• Written problem
Write the material out again exactly.

-- START --

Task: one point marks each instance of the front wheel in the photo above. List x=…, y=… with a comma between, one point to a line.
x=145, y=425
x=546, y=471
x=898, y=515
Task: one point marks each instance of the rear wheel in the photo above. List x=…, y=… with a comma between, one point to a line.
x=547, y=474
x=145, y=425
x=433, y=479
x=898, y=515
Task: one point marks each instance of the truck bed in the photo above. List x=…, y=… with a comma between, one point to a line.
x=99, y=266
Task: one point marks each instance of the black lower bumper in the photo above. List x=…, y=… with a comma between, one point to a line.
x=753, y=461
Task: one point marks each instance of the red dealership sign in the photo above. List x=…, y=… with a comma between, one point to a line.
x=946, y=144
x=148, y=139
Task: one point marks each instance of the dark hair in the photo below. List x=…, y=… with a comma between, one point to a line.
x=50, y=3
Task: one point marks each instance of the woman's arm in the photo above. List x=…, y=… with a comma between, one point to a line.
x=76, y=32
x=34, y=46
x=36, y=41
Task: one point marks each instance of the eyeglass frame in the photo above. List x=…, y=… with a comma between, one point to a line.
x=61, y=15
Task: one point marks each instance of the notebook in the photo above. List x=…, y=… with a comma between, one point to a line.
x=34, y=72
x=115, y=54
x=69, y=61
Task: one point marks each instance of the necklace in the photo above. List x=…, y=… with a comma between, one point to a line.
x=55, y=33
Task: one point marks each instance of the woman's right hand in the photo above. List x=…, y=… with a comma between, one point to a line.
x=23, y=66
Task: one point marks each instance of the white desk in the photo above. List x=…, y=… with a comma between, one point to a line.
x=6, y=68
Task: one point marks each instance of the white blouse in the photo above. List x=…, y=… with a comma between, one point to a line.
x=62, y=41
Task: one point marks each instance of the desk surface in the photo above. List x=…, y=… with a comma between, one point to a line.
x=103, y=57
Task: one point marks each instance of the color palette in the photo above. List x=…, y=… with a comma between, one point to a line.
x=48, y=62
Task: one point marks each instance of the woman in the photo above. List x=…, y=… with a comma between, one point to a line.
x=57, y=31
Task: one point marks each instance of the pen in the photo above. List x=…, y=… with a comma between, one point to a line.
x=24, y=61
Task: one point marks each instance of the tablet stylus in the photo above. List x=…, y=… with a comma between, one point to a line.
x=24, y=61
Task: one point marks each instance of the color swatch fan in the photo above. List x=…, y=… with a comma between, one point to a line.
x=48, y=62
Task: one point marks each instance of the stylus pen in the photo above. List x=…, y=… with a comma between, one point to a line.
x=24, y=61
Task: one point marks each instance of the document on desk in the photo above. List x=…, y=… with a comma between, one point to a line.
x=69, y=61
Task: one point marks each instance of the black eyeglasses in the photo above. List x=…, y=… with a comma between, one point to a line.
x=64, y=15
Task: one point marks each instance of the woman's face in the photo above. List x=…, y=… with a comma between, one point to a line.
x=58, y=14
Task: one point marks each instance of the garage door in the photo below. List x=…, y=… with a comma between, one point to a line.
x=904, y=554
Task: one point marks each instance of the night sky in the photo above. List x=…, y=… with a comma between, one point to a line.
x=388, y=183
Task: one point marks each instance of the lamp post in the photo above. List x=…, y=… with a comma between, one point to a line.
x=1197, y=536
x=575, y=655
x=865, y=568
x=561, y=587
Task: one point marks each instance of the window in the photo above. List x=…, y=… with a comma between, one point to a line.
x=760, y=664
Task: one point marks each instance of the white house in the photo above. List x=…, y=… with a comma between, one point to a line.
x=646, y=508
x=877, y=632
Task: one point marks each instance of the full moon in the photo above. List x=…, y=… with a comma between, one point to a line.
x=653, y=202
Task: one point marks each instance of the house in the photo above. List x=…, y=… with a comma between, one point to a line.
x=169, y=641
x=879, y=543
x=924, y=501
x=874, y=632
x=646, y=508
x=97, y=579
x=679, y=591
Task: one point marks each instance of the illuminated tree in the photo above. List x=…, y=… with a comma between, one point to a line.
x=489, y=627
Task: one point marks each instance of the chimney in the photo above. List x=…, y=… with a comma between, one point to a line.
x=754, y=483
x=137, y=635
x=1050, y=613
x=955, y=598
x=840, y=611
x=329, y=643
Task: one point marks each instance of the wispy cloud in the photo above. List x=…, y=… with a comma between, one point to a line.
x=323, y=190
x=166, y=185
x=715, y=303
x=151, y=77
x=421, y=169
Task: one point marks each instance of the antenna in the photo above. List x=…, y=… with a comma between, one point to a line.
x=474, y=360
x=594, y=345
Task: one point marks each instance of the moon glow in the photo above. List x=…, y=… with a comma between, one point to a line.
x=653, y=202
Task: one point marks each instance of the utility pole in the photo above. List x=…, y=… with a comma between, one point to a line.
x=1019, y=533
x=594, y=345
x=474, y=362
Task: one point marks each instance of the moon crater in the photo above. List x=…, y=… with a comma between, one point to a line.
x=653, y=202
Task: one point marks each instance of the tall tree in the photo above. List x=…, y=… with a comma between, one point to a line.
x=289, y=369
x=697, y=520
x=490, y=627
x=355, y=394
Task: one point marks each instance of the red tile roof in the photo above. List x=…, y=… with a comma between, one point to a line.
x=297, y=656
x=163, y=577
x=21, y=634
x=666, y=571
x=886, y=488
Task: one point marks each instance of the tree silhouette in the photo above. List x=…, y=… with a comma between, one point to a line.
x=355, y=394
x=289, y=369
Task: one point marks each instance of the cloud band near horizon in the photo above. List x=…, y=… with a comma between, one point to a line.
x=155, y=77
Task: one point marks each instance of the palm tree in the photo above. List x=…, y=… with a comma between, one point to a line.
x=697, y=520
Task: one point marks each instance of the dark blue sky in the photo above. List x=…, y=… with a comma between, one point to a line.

-- END --

• Problem solution
Task: one point marks each instance of the front wheel in the photo above. List x=…, y=… with a comma between, one point to a line.
x=145, y=425
x=546, y=471
x=898, y=515
Task: one point marks each instance of the rear wheel in the photo above. List x=…, y=… with a comma between, one point to a line.
x=547, y=474
x=145, y=425
x=433, y=479
x=898, y=515
Task: one point marks each instance of the truck bed in the photo above. List x=…, y=… with a comma between, one point to a line.
x=99, y=266
Task: one point marks each instance of the black lower bumper in the photo above. List x=…, y=… with a comma between, one point to a line.
x=753, y=461
Task: one point marks each instance of the red dealership sign in the photo above. List x=…, y=… with a comma between, one point to a line.
x=946, y=144
x=148, y=139
Task: one point marks each instance of the dark hair in the photo below. List x=…, y=… with a comma between, one point to a line.
x=50, y=3
Task: one point marks each instance of the woman's arm in the photo above. List x=…, y=… with a comma between, one point to a line.
x=76, y=32
x=34, y=46
x=36, y=41
Task: one point marks each instance of the eyeglass frame in the photo above. List x=…, y=… with a comma between, one point to a line.
x=61, y=15
Task: one point marks each instance of the notebook in the photo above. List x=…, y=… with a comma between, one point to a line.
x=34, y=72
x=115, y=54
x=69, y=61
Task: one point marks each instance of the necklace in the photo above. List x=…, y=… with a comma between, one point to a line.
x=55, y=33
Task: one point marks each instance of the woman's right hand in the photo above. List x=…, y=… with a comma between, one point to a line.
x=23, y=66
Task: one point marks each instance of the white desk in the photo above. List x=…, y=… with a comma between, one point to a line.
x=6, y=68
Task: one point marks each instance of the white blouse in the photo above. List x=…, y=… with a comma between, one point to a line.
x=62, y=41
Task: one point marks each instance of the desk surface in the photo above. List x=…, y=… with a comma between, one point to a line.
x=103, y=57
Task: one point marks each instance of the color palette in the photo above. List x=…, y=… with a comma between, one point to a line.
x=48, y=62
Task: one point marks each instance of the woman in the photo above. List x=…, y=… with a comma between, one point to a line.
x=57, y=31
Task: one point marks each instance of the pen in the photo above. List x=…, y=… with a comma between, one point to a line.
x=24, y=61
Task: one point marks each instance of the tablet stylus in the photo above. List x=…, y=… with a comma between, one point to a line.
x=24, y=61
Task: one point marks each instance of the color swatch fan in the photo above. List x=…, y=… with a comma between, one point to a line.
x=48, y=62
Task: one point marks each instance of the stylus pen in the photo above. List x=…, y=… with a comma between, one point to a line.
x=24, y=61
Task: one point marks each instance of the document on desk in the photo above. List x=…, y=… with a comma between, one point to a line.
x=69, y=61
Task: one point marks each instance of the black eyeglasses in the photo above. List x=…, y=… with a comma between, one point to a line.
x=64, y=15
Task: one point marks each instance of the woman's face in the photo above. List x=…, y=… with a comma between, one point to a line.
x=58, y=14
Task: one point marks each instance of the garage door in the photo below. List x=…, y=… with a comma between, one point to a line.
x=904, y=554
Task: one point marks each instance of the night sky in the photo above. List x=…, y=… with a comma between, one point to a line.
x=388, y=183
Task: one point marks each instance of the lamp post in the photo above. List x=…, y=… with a comma between, one point to a line.
x=1197, y=536
x=575, y=655
x=865, y=568
x=561, y=587
Task: one point marks each instance of the window in the photo above. List x=…, y=… with a comma between, one point to a line.
x=760, y=664
Task: one point marks each instance of the white house in the photo above. List x=…, y=… with a comma between, one point to a line.
x=646, y=508
x=877, y=632
Task: one point marks each instance of the full moon in the photo above. List x=…, y=… with a comma between, one point to a line.
x=653, y=202
Task: one point marks each instance of the house in the photo above. List x=…, y=… with a comma between, one point to a line.
x=169, y=641
x=879, y=543
x=924, y=501
x=874, y=632
x=646, y=508
x=97, y=579
x=679, y=591
Task: one point marks each instance of the illuminated tree in the photo above. List x=…, y=… with a comma between, one point to a line.
x=489, y=627
Task: one point marks each instance of the chimney in the photo above. List x=…, y=… with a comma between, one point to a line.
x=754, y=483
x=137, y=635
x=1050, y=613
x=955, y=598
x=840, y=611
x=329, y=643
Task: one point marks each instance of the wispy cloud in the photo above. List x=…, y=… with a comma between, one point to a line.
x=323, y=190
x=166, y=185
x=715, y=303
x=151, y=77
x=421, y=169
Task: one point marks each instance of the antenna in the photo above. List x=…, y=… with a comma between, one point to a line.
x=474, y=360
x=594, y=345
Task: one point marks each instance of the moon glow in the photo above. List x=…, y=… with a comma between, one point to a line.
x=653, y=202
Task: one point marks each instance of the utility pole in the photo above. List x=…, y=… with a comma between, one point to a line.
x=1019, y=533
x=594, y=345
x=474, y=362
Task: one point marks each instance of the moon crater in the photo above. List x=…, y=… with a comma between, one point to a line.
x=653, y=202
Task: one point marks each instance of the tall tree in the photo above. List x=…, y=… with a comma between, one point to a line.
x=289, y=369
x=697, y=520
x=490, y=627
x=355, y=394
Task: one point marks each instance of the red tile roof in the photo above. List x=…, y=… with a comma between, one point to a line.
x=297, y=656
x=163, y=577
x=21, y=634
x=666, y=571
x=886, y=488
Task: one point marks each instance of the tree silhouette in the photo above. List x=…, y=… with a comma between, one point to a line.
x=355, y=394
x=289, y=369
Task: one point marks each instance of the cloud band near horizon in the photo above. List x=…, y=… with a comma between, one point to a line.
x=155, y=77
Task: one point marks each instance of the palm tree in the photo above. List x=…, y=… with a comma between, one point to a line.
x=697, y=520
Task: one point marks each instance of the dark blue sky in the photo above. List x=…, y=… with a comma between, one point to a line.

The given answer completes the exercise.